--- begin ---

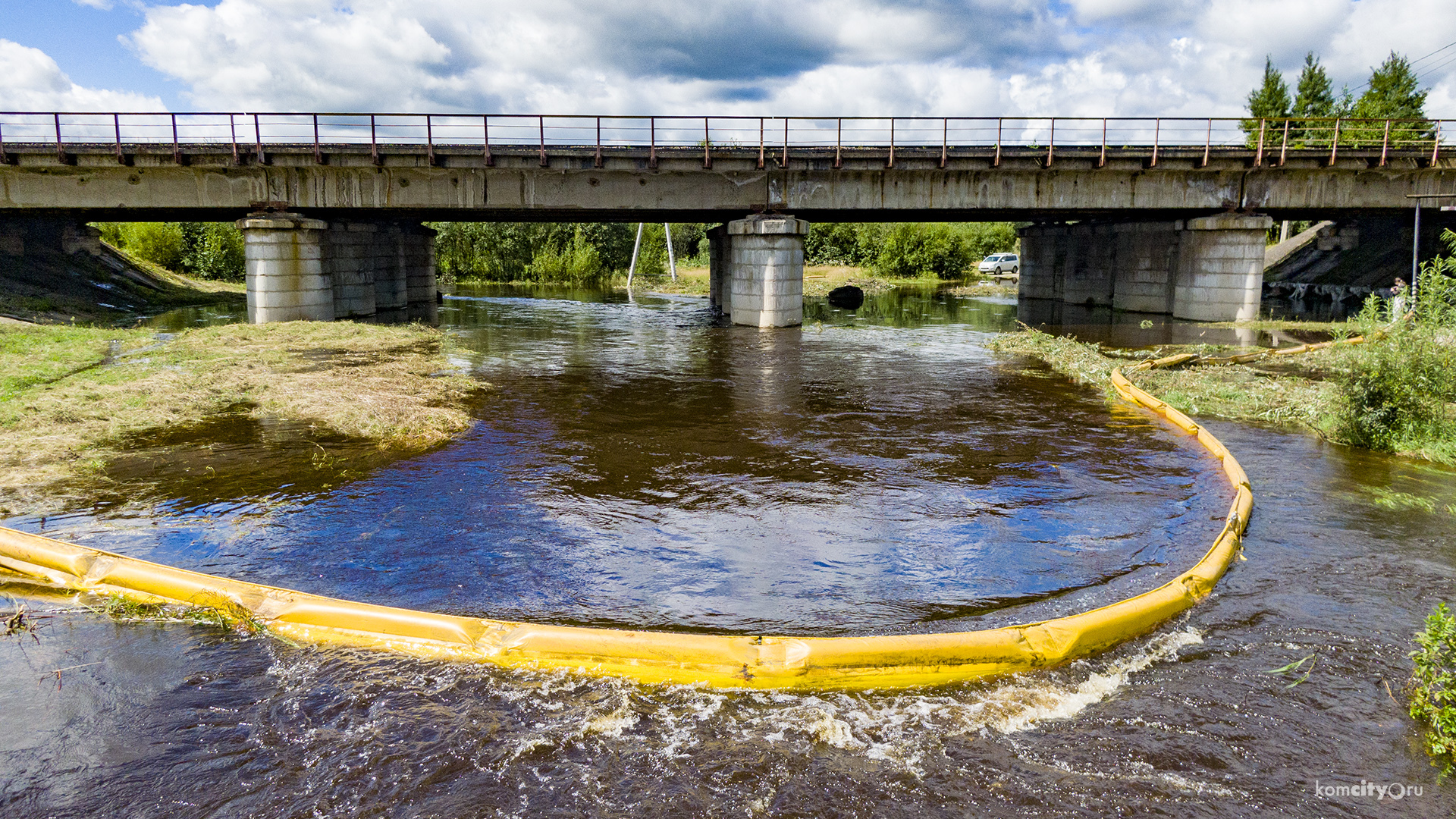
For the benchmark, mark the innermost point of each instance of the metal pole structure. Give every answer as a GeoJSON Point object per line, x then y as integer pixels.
{"type": "Point", "coordinates": [635, 248]}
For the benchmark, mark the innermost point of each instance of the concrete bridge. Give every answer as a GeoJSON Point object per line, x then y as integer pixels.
{"type": "Point", "coordinates": [1144, 215]}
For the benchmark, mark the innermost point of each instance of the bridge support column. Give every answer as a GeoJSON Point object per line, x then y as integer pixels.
{"type": "Point", "coordinates": [766, 270]}
{"type": "Point", "coordinates": [1207, 268]}
{"type": "Point", "coordinates": [284, 262]}
{"type": "Point", "coordinates": [1220, 268]}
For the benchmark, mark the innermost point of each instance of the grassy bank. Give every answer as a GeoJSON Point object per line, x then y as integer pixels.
{"type": "Point", "coordinates": [72, 398]}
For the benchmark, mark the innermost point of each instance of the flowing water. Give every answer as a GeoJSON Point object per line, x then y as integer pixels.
{"type": "Point", "coordinates": [641, 465]}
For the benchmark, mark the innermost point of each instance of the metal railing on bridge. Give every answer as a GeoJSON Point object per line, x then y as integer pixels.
{"type": "Point", "coordinates": [770, 137]}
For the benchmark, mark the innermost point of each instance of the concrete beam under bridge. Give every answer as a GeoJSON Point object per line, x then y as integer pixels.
{"type": "Point", "coordinates": [1207, 268]}
{"type": "Point", "coordinates": [631, 187]}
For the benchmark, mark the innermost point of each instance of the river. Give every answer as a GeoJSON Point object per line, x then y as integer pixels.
{"type": "Point", "coordinates": [641, 465]}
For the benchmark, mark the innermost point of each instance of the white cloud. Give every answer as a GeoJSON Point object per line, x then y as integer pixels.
{"type": "Point", "coordinates": [1084, 57]}
{"type": "Point", "coordinates": [34, 82]}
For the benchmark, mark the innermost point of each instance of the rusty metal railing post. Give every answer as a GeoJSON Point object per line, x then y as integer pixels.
{"type": "Point", "coordinates": [121, 158]}
{"type": "Point", "coordinates": [258, 137]}
{"type": "Point", "coordinates": [485, 133]}
{"type": "Point", "coordinates": [761, 143]}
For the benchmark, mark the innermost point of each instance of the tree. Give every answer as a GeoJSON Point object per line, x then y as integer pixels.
{"type": "Point", "coordinates": [1394, 93]}
{"type": "Point", "coordinates": [1270, 101]}
{"type": "Point", "coordinates": [1315, 99]}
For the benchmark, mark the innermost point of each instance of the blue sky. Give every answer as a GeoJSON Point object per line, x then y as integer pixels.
{"type": "Point", "coordinates": [952, 57]}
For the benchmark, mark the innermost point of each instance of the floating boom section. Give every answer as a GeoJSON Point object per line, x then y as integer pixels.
{"type": "Point", "coordinates": [654, 656]}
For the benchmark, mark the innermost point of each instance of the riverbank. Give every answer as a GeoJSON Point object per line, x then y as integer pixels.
{"type": "Point", "coordinates": [73, 400]}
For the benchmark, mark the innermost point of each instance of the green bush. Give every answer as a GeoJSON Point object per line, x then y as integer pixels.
{"type": "Point", "coordinates": [201, 249]}
{"type": "Point", "coordinates": [1433, 687]}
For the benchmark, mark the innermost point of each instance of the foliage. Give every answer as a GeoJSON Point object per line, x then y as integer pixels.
{"type": "Point", "coordinates": [1400, 390]}
{"type": "Point", "coordinates": [1433, 695]}
{"type": "Point", "coordinates": [201, 249]}
{"type": "Point", "coordinates": [909, 249]}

--- end ---

* _The problem_: Copy every line of the material above verbatim, omitting the picture.

* _Complete answer_:
For the benchmark, mark the innermost point of each instance of the metal pole structure. Give every answer as a GeoJSON Point object per line, x then y as integer pixels.
{"type": "Point", "coordinates": [635, 248]}
For the benchmark, mark the innermost point of each instance of the concrete bridge. Give every answer as a GeoJSON Point object per line, x then y as integer pixels.
{"type": "Point", "coordinates": [1144, 215]}
For the benchmark, mark the innermost point of each instance of the bridge support column. Give every answer as a GeoJSON Point object per line, x then y as integer pixels.
{"type": "Point", "coordinates": [766, 270]}
{"type": "Point", "coordinates": [1207, 268]}
{"type": "Point", "coordinates": [284, 262]}
{"type": "Point", "coordinates": [1220, 268]}
For the benchmark, mark the innermost point of each instance of the grassy bank. Give every answer as a GeoJSON Point object per line, x then y as integer pixels.
{"type": "Point", "coordinates": [72, 398]}
For the benchmark, mark the innermost point of each instance of the flowing water. Give every answer as a GeoJSON Point object per line, x then y as integer pixels.
{"type": "Point", "coordinates": [641, 465]}
For the benchmark, mark the innermost point of each instance of the metal railing on bridge. Give every answer as a GeoJSON Point object per line, x then y as integer pixels.
{"type": "Point", "coordinates": [770, 137]}
For the benchmark, mark the innermost point of each instance of the concrete beam under bridge. Give every answer as a GeoJSON Point object per line, x then y as integer pixels.
{"type": "Point", "coordinates": [1207, 268]}
{"type": "Point", "coordinates": [631, 187]}
For the benchmark, mark the innermost point of each instance of the river. Give every answer as a GeoJSON Point object per line, x then y as integer pixels.
{"type": "Point", "coordinates": [641, 465]}
For the benchmark, mark the innermost point of each instance of the white cloud. Give every answer as a GeoJSON Point object per line, x then y as integer pixels.
{"type": "Point", "coordinates": [1084, 57]}
{"type": "Point", "coordinates": [34, 82]}
For the benchmark, mark the innermost point of each instance of the rusty metal railing post. Give every answer as a GeoJSON Point object per line, x then y as integer pixels.
{"type": "Point", "coordinates": [121, 158]}
{"type": "Point", "coordinates": [258, 137]}
{"type": "Point", "coordinates": [485, 133]}
{"type": "Point", "coordinates": [761, 143]}
For the benchmark, mark the innermost point of each instance of the tree. Give every answer as a GeoJSON Point object per line, x then y as integer pixels.
{"type": "Point", "coordinates": [1394, 93]}
{"type": "Point", "coordinates": [1270, 101]}
{"type": "Point", "coordinates": [1315, 99]}
For the benchmark, mark the innermost point of each instance of the blue sky. Give every answer as a GeoJSON Point object per line, x then y as integer pixels.
{"type": "Point", "coordinates": [952, 57]}
For the benchmark, mark the innermost point of each instance of the floating boom section. Give every answer as a GeoJSON Point object per line, x then y as integer pixels.
{"type": "Point", "coordinates": [654, 656]}
For the benchmark, mark the innermost point of each instance of the riverbank. Give every answer as a GeoJSON Point object per line, x then y as integer pixels.
{"type": "Point", "coordinates": [73, 400]}
For the benchmark, mark the innermost point of each instance of the green bush. Give every answer as a GeoJSON Point object per line, x then y as integer pixels.
{"type": "Point", "coordinates": [201, 249]}
{"type": "Point", "coordinates": [1433, 687]}
For the benchmark, mark the innermost point of each instance of the foliage. Give every answer as a GeoJSON Point object per line, x then y as integer pixels.
{"type": "Point", "coordinates": [1400, 390]}
{"type": "Point", "coordinates": [1433, 695]}
{"type": "Point", "coordinates": [201, 249]}
{"type": "Point", "coordinates": [909, 249]}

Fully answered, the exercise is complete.